Convert each item below into a numbered list of its lines, omitting any blank lines.

■ ■ ■ ■

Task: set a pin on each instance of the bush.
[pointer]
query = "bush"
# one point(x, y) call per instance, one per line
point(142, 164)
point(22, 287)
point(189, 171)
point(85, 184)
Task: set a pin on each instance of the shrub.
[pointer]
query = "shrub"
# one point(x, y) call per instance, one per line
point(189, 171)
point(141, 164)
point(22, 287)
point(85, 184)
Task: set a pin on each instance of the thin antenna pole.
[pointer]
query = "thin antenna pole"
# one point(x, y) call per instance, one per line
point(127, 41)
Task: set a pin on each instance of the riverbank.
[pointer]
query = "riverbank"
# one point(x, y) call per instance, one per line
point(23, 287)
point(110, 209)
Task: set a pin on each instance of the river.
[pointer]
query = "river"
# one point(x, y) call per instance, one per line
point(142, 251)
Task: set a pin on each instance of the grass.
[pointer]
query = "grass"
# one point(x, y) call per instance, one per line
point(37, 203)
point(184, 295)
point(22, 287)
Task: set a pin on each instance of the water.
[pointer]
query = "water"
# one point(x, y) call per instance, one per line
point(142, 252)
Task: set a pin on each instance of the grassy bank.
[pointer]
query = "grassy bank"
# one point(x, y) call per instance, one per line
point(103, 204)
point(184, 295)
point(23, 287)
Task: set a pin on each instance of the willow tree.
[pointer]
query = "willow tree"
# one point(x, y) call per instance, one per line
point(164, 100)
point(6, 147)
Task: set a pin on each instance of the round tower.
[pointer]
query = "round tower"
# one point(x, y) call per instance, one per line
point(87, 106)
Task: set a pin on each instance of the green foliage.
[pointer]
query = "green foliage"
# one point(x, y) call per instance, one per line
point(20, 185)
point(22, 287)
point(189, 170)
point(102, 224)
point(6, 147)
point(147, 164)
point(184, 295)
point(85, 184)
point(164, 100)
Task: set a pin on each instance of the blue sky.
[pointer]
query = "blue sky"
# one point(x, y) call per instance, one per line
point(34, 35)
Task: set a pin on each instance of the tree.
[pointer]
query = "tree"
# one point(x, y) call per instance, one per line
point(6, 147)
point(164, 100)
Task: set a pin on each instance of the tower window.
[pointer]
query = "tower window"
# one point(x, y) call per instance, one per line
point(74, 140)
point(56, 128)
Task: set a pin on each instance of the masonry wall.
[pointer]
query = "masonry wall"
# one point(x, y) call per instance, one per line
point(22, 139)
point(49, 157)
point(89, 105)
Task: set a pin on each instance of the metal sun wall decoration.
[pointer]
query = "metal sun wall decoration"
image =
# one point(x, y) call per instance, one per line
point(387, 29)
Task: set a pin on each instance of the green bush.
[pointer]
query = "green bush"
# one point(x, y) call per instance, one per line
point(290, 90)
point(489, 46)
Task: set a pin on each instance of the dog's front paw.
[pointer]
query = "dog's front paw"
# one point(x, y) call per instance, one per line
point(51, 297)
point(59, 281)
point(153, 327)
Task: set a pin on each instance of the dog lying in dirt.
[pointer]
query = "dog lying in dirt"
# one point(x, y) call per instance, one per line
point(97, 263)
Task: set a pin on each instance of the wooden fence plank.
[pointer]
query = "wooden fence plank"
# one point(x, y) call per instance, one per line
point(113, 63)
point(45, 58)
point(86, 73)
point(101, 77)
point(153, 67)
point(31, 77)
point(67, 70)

■ ■ ■ ■

### RESULT
1. Task: set a pin on each instance of the bush.
2. [pointer]
3. query = "bush"
4. # one point(x, y) call per instance, one per line
5. point(142, 164)
6. point(22, 287)
7. point(189, 171)
8. point(85, 184)
9. Task: set a pin on each instance of the shrub.
10. [pointer]
11. query = "shrub"
12. # one point(x, y) call per instance, one per line
13. point(189, 171)
14. point(141, 164)
15. point(22, 287)
16. point(85, 184)
17. Task: set a pin on each instance of the thin antenna pole.
18. [pointer]
19. query = "thin antenna pole"
20. # one point(x, y) call per instance, one per line
21. point(127, 41)
22. Task: set a pin on each instance of the riverbank.
23. [pointer]
24. query = "riverbank"
25. # one point(x, y) call per instance, one per line
26. point(23, 287)
27. point(110, 209)
28. Task: set a pin on each instance of the river.
29. [pointer]
30. query = "river"
31. # one point(x, y) call per instance, one per line
32. point(142, 251)
33. Task: set a pin on each instance of the grass.
34. [pointer]
35. query = "grass"
36. # one point(x, y) call per instance, one per line
37. point(37, 203)
38. point(184, 295)
39. point(22, 287)
40. Task: set a pin on each instance of the water.
41. [pointer]
42. query = "water"
43. # one point(x, y) call per instance, one per line
44. point(142, 252)
45. Task: set a pin on each instance of the grassy bank.
46. [pointer]
47. query = "grassy bank"
48. # one point(x, y) call per instance, one per line
49. point(103, 204)
50. point(184, 295)
51. point(23, 287)
52. Task: set a pin on each instance of the willow tree.
53. [pointer]
54. query = "willow tree"
55. # one point(x, y) call per instance, one per line
56. point(164, 100)
57. point(6, 147)
58. Task: set a pin on each instance of the round tower.
59. [pointer]
60. query = "round tower"
61. # one point(x, y) call per instance, one per line
62. point(87, 106)
63. Task: set a pin on each instance of the green foliage.
64. [pointer]
65. query = "green foliage"
66. # one point(x, y) call per instance, one per line
67. point(20, 185)
68. point(22, 287)
69. point(189, 170)
70. point(102, 224)
71. point(6, 147)
72. point(147, 164)
73. point(184, 295)
74. point(85, 184)
75. point(164, 100)
76. Task: set a pin on each instance of the blue sky.
77. [pointer]
78. query = "blue sky"
79. # one point(x, y) call per instance, one per line
80. point(34, 35)
81. Task: set a pin on each instance of the tree.
82. [pointer]
83. query = "tree"
84. # one point(x, y) call per instance, one per line
85. point(6, 147)
86. point(164, 100)
87. Task: set a pin on each instance of the tower window.
88. [pointer]
89. query = "tower window"
90. # one point(x, y) call per instance, one per line
91. point(74, 140)
92. point(56, 128)
93. Task: set a pin on each instance of the masonry wall.
94. [pointer]
95. query = "masonry wall"
96. # one point(x, y) call per instance, one per line
97. point(22, 139)
98. point(49, 157)
99. point(89, 105)
100. Task: set a pin on each instance of the metal sun wall decoration.
101. [pointer]
102. query = "metal sun wall decoration"
103. image =
104. # one point(x, y) call per instance, one per line
105. point(387, 29)
106. Task: set a pin on each instance of the green bush.
107. [pointer]
108. query = "green bush"
109. # one point(x, y) call per instance, one per line
110. point(290, 90)
111. point(489, 46)
112. Task: set a pin on each instance of the dog's front paw.
113. [pointer]
114. query = "dog's front paw"
115. # one point(x, y) call per instance, one per line
116. point(51, 297)
117. point(59, 281)
118. point(153, 327)
119. Task: set a pin on each instance of the dog lying in dirt.
120. [pointer]
121. query = "dog lying in dirt"
122. # one point(x, y) call per instance, one per line
123. point(97, 263)
124. Task: set a pin on each instance of the wooden fence plank.
125. [pointer]
126. query = "wooden fence plank"
127. # one point(x, y) call per instance, one per line
128. point(113, 63)
129. point(45, 58)
130. point(86, 73)
131. point(101, 77)
132. point(153, 67)
133. point(31, 77)
134. point(67, 70)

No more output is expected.